Source records:

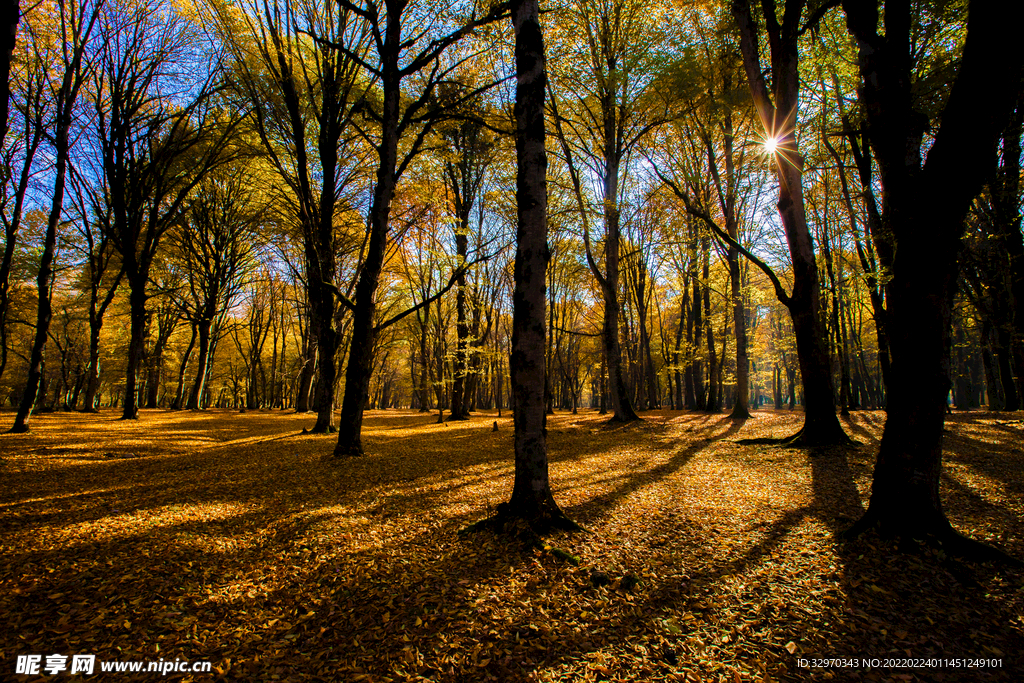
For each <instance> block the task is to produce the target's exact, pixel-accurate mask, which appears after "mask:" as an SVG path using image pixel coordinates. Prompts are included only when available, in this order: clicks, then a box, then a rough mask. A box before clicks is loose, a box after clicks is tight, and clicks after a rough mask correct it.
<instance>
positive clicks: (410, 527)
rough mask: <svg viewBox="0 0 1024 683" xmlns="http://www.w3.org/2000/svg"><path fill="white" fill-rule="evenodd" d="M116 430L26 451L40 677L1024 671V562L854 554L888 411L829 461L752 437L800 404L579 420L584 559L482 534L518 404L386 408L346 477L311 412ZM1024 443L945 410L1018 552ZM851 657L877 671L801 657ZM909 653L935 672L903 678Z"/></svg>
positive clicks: (878, 544)
mask: <svg viewBox="0 0 1024 683" xmlns="http://www.w3.org/2000/svg"><path fill="white" fill-rule="evenodd" d="M117 417H118V416H117V415H116V414H114V413H112V412H105V413H100V414H99V415H91V416H86V415H77V414H52V415H42V416H38V417H36V418H34V419H33V421H32V423H31V427H32V431H31V432H30V433H29V434H23V435H0V623H2V624H3V625H4V626H3V627H2V628H0V668H2V673H0V679H4V680H30V678H29V677H27V676H13V674H12V672H14V669H15V658H16V656H17V655H23V654H42V655H43V657H44V658H43V663H44V664H45V656H46V655H48V654H51V653H57V654H63V655H69V659H68V661H69V671H70V663H71V658H70V655H72V654H94V655H96V659H97V665H96V671H97V673H98V672H99V664H98V663H99V661H110V660H119V661H125V660H146V661H159V660H160V659H164V660H168V659H171V660H173V659H174V658H175V657H181V658H182V659H185V660H188V661H203V660H206V661H210V663H212V668H213V672H212V674H201V675H191V674H180V673H178V674H171V675H170V676H169V678H168V680H178V681H189V680H196V681H210V680H217V681H269V680H272V681H345V682H347V681H368V682H370V681H374V682H378V681H381V682H383V681H406V680H427V681H447V682H456V681H465V682H477V681H602V680H609V681H725V682H728V683H737V682H742V681H807V680H815V681H816V680H835V681H858V680H863V681H957V680H965V681H985V680H1007V681H1012V680H1022V678H1021V677H1022V676H1024V647H1022V645H1024V590H1022V584H1024V572H1022V571H1021V570H1019V569H1009V568H1006V567H1001V566H995V565H990V564H975V563H971V562H964V561H959V560H955V559H951V558H948V557H946V556H945V555H944V554H943V553H942V552H936V551H934V550H929V549H920V550H919V551H918V552H909V553H907V552H897V551H896V549H895V548H893V547H892V546H891V545H889V544H888V543H886V542H883V541H881V540H879V539H878V538H877V537H871V536H868V537H864V538H862V539H860V540H858V541H855V542H844V541H841V540H840V539H839V537H838V535H839V533H840V532H841V531H842V530H844V529H845V528H847V527H848V526H849V525H850V524H851V523H852V522H853V521H854V520H855V519H856V518H857V517H858V515H860V514H861V512H862V509H863V506H864V505H866V500H867V495H868V492H869V486H870V475H871V467H872V464H873V458H874V456H876V454H877V452H878V439H879V437H880V435H881V430H882V427H883V423H884V421H885V414H884V413H881V412H855V413H854V414H853V415H852V416H851V417H850V418H849V419H845V424H846V427H847V430H848V432H849V433H850V434H851V436H853V437H854V438H856V439H857V440H858V441H860V443H861V444H860V445H859V446H857V447H851V449H837V450H834V451H827V452H825V453H820V454H815V455H811V454H809V453H808V452H807V451H805V450H784V449H778V447H773V446H766V445H741V444H738V443H736V439H738V438H746V437H765V436H782V435H786V434H788V433H791V432H793V431H795V430H796V429H797V428H798V427H799V426H800V420H801V415H800V414H799V413H798V414H790V413H786V412H774V411H760V412H758V413H757V414H756V417H755V418H754V419H751V420H748V421H745V422H732V421H729V420H728V419H726V418H724V417H723V416H722V415H705V414H696V413H682V412H671V411H662V412H653V413H646V414H644V416H643V417H644V421H643V422H642V423H640V424H637V425H633V426H625V427H623V426H618V427H609V426H606V425H605V424H604V421H603V418H602V417H601V416H598V415H596V414H595V413H593V412H587V413H582V414H580V415H568V414H558V415H556V416H554V417H552V418H551V419H550V421H549V442H550V451H551V478H552V483H553V487H554V489H555V497H556V500H557V501H558V502H559V503H560V504H561V505H562V507H563V509H564V510H565V511H566V512H567V513H568V514H569V515H570V516H571V517H572V518H573V519H575V520H577V521H579V522H580V523H581V524H583V525H584V526H585V527H586V531H585V532H578V533H561V535H556V536H554V537H551V538H550V540H549V541H548V542H549V543H550V544H552V546H554V547H557V548H560V549H563V550H565V551H567V552H570V553H572V554H573V555H577V556H579V558H580V559H581V563H580V565H579V566H575V565H573V564H571V563H569V562H566V561H563V560H561V559H559V558H558V557H557V556H556V555H555V554H553V553H550V552H544V551H543V550H539V549H536V548H530V547H528V546H525V545H523V546H521V547H520V546H519V545H517V543H516V542H513V541H511V540H510V539H508V538H503V537H498V536H495V535H493V533H490V532H489V531H483V532H478V533H473V535H469V536H460V535H459V533H458V532H459V530H460V529H462V528H464V527H465V526H466V525H467V524H470V523H472V522H473V521H476V520H478V519H481V518H483V517H484V516H486V515H487V514H488V513H489V512H490V511H493V509H494V506H496V505H497V504H498V503H501V502H502V501H505V500H507V499H508V496H509V494H510V490H511V486H512V473H513V463H512V424H511V420H510V419H509V418H508V417H507V416H506V417H503V418H497V417H496V416H495V415H490V414H486V413H481V414H479V415H478V417H475V418H474V419H473V420H471V421H468V422H461V423H451V424H445V425H438V424H435V420H436V415H435V414H433V415H425V414H418V413H415V412H411V411H380V412H371V413H369V414H368V417H367V420H366V424H365V443H366V445H367V452H368V455H367V456H366V457H364V458H359V459H347V460H342V461H336V462H331V461H325V460H324V459H323V456H324V455H325V454H328V453H330V452H331V450H332V447H333V444H334V440H333V437H331V436H313V435H303V434H301V429H302V427H304V426H306V427H308V426H309V425H311V423H312V418H311V417H309V416H302V415H295V414H291V413H281V412H253V411H250V412H248V413H246V414H238V413H228V412H209V413H202V414H200V413H171V412H164V411H142V412H141V418H140V420H139V421H137V422H129V423H126V422H120V421H118V420H117ZM12 420H13V416H12V415H11V414H6V413H5V414H2V415H0V429H6V428H7V427H9V425H10V424H11V422H12ZM495 420H497V421H498V425H499V431H497V432H494V431H492V425H493V423H494V421H495ZM1022 449H1024V422H1022V420H1021V415H1020V414H993V413H981V412H975V413H958V414H954V415H952V416H950V417H949V418H948V420H947V434H946V437H945V450H946V460H945V463H946V466H945V469H944V474H943V478H942V490H943V499H944V504H945V506H946V510H947V512H948V514H949V516H950V518H951V520H952V521H953V523H954V525H955V526H956V527H957V528H958V529H961V530H962V531H964V532H965V533H967V535H969V536H971V537H972V538H975V539H978V540H981V541H986V542H990V543H992V544H994V545H997V546H998V547H1000V548H1002V549H1004V550H1006V551H1008V552H1009V553H1011V554H1013V555H1015V556H1016V557H1019V558H1024V523H1022V522H1024V467H1022V465H1024V451H1022ZM634 584H635V585H634ZM826 657H827V658H836V657H843V658H846V659H857V660H859V661H858V663H857V664H858V665H859V666H857V667H855V668H849V667H848V668H827V669H826V668H821V667H805V666H802V665H801V661H802V660H804V659H806V660H807V661H808V663H811V664H813V660H814V659H821V658H826ZM865 658H868V659H877V660H878V661H876V663H872V666H871V668H866V667H865V666H864V659H865ZM910 658H915V659H931V664H932V666H931V667H929V668H898V667H899V666H900V665H905V664H912V663H907V661H906V660H907V659H910ZM935 658H938V661H936V659H935ZM956 658H958V659H961V661H959V663H958V666H959V667H965V666H968V665H970V664H973V663H972V661H971V659H993V658H994V659H996V660H998V661H999V663H1000V664H1001V666H1000V667H997V668H991V667H989V668H984V669H964V668H956V665H957V663H956V661H953V659H956ZM846 664H849V663H846ZM936 664H938V665H941V666H935V665H936ZM887 665H889V666H888V667H887ZM893 665H895V666H893ZM65 673H66V674H67V673H68V672H65ZM156 677H158V674H155V673H151V674H139V675H135V676H127V677H126V675H125V674H98V676H96V680H155V678H156ZM32 680H38V677H37V678H36V679H32Z"/></svg>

● **Activity**
Could you retype the data word for word, from its beginning through the line containing "positive clicks: (878, 544)", including that line? Omit the pictures.

● **Worked solution**
For each <instance> block the task is to produce the target's exact, pixel-accurate mask, which appears after "mask:" as an SVG path using image pixel coordinates. Prompts are included only when available, in this order: clicks, then a box, then a rough mask. A box before clicks is loose, a box after clicks is tight, and clicks after a rough mask correct it.
<instance>
positive clicks: (410, 527)
rough mask: <svg viewBox="0 0 1024 683" xmlns="http://www.w3.org/2000/svg"><path fill="white" fill-rule="evenodd" d="M116 430L26 451L40 677L1024 671V562L854 554L888 411L829 461L752 437L800 404L579 420L584 559L482 534L518 404L386 408L346 477L311 412ZM1024 443L945 410L1018 552ZM851 657L877 671L801 657ZM909 653L935 672L903 678Z"/></svg>
positive clicks: (878, 544)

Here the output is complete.